**Task brief:** Could you repeat the entries below word for word, leaving nothing out?

**Records supplied:**
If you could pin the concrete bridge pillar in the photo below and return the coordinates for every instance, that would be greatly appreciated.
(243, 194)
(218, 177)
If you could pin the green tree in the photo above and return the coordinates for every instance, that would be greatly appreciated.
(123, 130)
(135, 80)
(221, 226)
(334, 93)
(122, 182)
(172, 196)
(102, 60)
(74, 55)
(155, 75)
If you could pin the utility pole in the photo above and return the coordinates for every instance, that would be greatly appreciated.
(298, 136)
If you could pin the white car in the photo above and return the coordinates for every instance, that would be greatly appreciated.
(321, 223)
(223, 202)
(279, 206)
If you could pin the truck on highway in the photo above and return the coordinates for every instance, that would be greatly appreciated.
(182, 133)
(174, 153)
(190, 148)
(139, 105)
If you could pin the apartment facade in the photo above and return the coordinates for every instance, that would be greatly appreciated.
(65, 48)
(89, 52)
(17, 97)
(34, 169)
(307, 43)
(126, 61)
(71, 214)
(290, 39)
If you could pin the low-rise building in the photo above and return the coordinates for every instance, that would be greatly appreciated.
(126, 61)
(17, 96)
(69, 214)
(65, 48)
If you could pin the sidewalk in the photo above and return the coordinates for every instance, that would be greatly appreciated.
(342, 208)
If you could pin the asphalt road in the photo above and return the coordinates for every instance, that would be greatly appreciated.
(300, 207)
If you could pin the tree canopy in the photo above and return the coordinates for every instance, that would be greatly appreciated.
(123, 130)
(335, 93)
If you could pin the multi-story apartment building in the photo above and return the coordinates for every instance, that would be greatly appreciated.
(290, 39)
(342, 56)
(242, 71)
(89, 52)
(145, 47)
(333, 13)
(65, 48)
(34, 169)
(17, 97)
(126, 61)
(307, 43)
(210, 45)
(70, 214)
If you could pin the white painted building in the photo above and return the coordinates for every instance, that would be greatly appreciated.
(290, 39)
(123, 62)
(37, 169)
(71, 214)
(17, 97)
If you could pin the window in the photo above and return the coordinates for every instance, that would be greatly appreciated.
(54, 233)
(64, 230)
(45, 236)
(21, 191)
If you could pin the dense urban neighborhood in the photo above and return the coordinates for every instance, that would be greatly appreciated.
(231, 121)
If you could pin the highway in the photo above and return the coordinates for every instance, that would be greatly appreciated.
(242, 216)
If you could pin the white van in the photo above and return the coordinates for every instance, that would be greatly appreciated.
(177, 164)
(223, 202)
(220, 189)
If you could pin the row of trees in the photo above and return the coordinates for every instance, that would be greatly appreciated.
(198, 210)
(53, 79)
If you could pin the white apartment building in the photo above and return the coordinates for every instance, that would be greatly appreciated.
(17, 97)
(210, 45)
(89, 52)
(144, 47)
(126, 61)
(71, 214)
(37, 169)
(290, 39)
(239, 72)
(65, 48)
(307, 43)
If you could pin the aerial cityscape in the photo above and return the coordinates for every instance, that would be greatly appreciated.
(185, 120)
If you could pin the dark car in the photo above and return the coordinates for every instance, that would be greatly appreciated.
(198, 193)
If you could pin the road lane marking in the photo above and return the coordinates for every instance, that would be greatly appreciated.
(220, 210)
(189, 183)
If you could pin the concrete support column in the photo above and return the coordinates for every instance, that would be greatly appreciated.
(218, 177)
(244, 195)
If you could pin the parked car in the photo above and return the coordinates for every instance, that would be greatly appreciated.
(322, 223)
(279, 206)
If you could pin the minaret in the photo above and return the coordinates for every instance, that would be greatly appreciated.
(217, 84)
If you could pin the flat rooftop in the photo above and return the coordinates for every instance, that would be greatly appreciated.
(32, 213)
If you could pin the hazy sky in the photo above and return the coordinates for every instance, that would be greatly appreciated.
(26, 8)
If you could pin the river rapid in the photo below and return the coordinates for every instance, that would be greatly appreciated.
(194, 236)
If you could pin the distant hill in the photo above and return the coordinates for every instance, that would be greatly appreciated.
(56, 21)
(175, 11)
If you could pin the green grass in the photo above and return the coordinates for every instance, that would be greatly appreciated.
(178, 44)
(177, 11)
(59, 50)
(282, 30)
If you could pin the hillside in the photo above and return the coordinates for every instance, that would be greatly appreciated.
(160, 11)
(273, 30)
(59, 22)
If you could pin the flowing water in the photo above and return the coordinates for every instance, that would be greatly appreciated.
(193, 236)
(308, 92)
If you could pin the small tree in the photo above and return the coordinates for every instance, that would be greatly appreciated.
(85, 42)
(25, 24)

**Response:**
If you could pin the concrete bridge pillar in the photo below and return the coordinates for every instance, that would be greatly appreciated.
(243, 194)
(218, 177)
If you could pin the green tree in the photo above and return the coordinates for every instance, that would be greatly appreciated.
(123, 130)
(135, 80)
(221, 226)
(334, 93)
(122, 182)
(172, 196)
(102, 60)
(74, 55)
(155, 75)
If you could pin the utility pole in the photo above and return the coordinates for every instance, that would be greatly appreciated.
(298, 136)
If you could pin the white car in the photo above and return the coordinates for every instance, that would be greatly appreciated.
(321, 223)
(223, 202)
(279, 206)
If you could pin the truck on highway in the photo above and return the coordinates for every instance, that would be greatly appreciated.
(182, 133)
(174, 153)
(190, 148)
(139, 105)
If you could pin the apartment facade in the photo above and return the coordinates for every instance, that would be greatly appreciated.
(65, 48)
(89, 52)
(17, 97)
(34, 169)
(307, 43)
(126, 61)
(71, 214)
(290, 39)
If you could pin the low-rise building in the photo above and return the coordinates for every instance, that would be greatly appreciated.
(126, 61)
(17, 96)
(69, 214)
(65, 48)
If you could pin the sidewalk in the photo above and return the coordinates for every instance, that would be greatly appreciated.
(342, 208)
If you could pin the asphalt road in the photo above and return the coordinates for every instance, that would be greatly appreciated.
(300, 207)
If you could pin the tree canopy in the photo above and return the coordinates for every instance, that would be greatly appreciated.
(123, 130)
(335, 93)
If you could pin the multi-story apartment building in the photo above and return the coordinates for every instance, that would be greatly appreciated.
(290, 39)
(342, 56)
(242, 71)
(89, 52)
(145, 47)
(333, 13)
(65, 48)
(34, 169)
(17, 97)
(126, 61)
(307, 43)
(210, 45)
(70, 214)
If you could pin the white painted building in the photo above and return the coordinates for every instance, that would be greatly appreciated.
(290, 39)
(123, 62)
(37, 169)
(71, 214)
(17, 97)
If you could pin the window in the photo above and return the coordinates for every instance, that would be greatly appreciated.
(54, 233)
(64, 230)
(45, 236)
(21, 191)
If you could pin the dense urban neighborhood in the photo above and return the coordinates for every instance, that would be greatly appreciated.
(231, 121)
If you could pin the highway in the photo above and return the coordinates for every instance, that would be greatly appreciated.
(242, 216)
If you could pin the white van in the photo above and return the coordinates for every instance, that would be greatly appreciated.
(177, 164)
(223, 202)
(220, 189)
If you could pin the row of trees in the photo above and return the coordinates for every instance, that would be greatly appreciated.
(198, 210)
(53, 79)
If you could pin the white apartment building in the photo above and return the coordinates for every instance, that would be greatly appreciated.
(17, 97)
(210, 45)
(89, 52)
(144, 47)
(126, 61)
(71, 214)
(37, 169)
(290, 39)
(239, 72)
(65, 48)
(307, 43)
If you could pin the aerial cityscape in the photo above and return the coordinates for every instance, that would be greatly appreciated.
(185, 120)
If you could pin the dark car in the photo above and return the coordinates for every instance, that would be greatly appreciated.
(198, 193)
If you could pin the road lane marking in the photo above and return the coordinates for every instance, that would be greatly appreciated.
(220, 210)
(189, 183)
If you could pin the concrete support column in the photo above and return the coordinates for every instance, that would be greatly appreciated.
(218, 177)
(244, 195)
If you could pin the parked car in the photo above and return the coordinates for every instance, that would be greatly appreciated.
(322, 223)
(279, 206)
If you could pin the minaret in the photo above and return the coordinates for every instance, that would be greatly appreciated.
(217, 84)
If you could pin the flat rooftop in the photo above and return the coordinates for every instance, that would be greatly appreciated.
(32, 213)
If you could pin the hazy sky in the photo above and return the coordinates for every instance, that would be greatly appreciated.
(26, 8)
If you could pin the river rapid in the photo below and return the coordinates for every instance, that would be greatly appreciated.
(194, 236)
If you could pin the distant hill in the photo above and return the coordinates for every instance, that would be greatly appreciated.
(56, 21)
(175, 11)
If you could pin the green grass in the photo above and return the coordinates for every instance, that would be greatly appreciated.
(178, 44)
(177, 11)
(59, 50)
(282, 30)
If you could pin the hillside in the photo above and return the coordinates for every instance, that would be greatly appreciated.
(160, 11)
(273, 30)
(59, 22)
If you could pin the flowing water in the photo above and return the coordinates for every instance, that would be greatly appreciated.
(193, 236)
(308, 92)
If you could pin the small tree in the photo above and return the coordinates for every instance, that would be greatly appreciated.
(85, 42)
(25, 24)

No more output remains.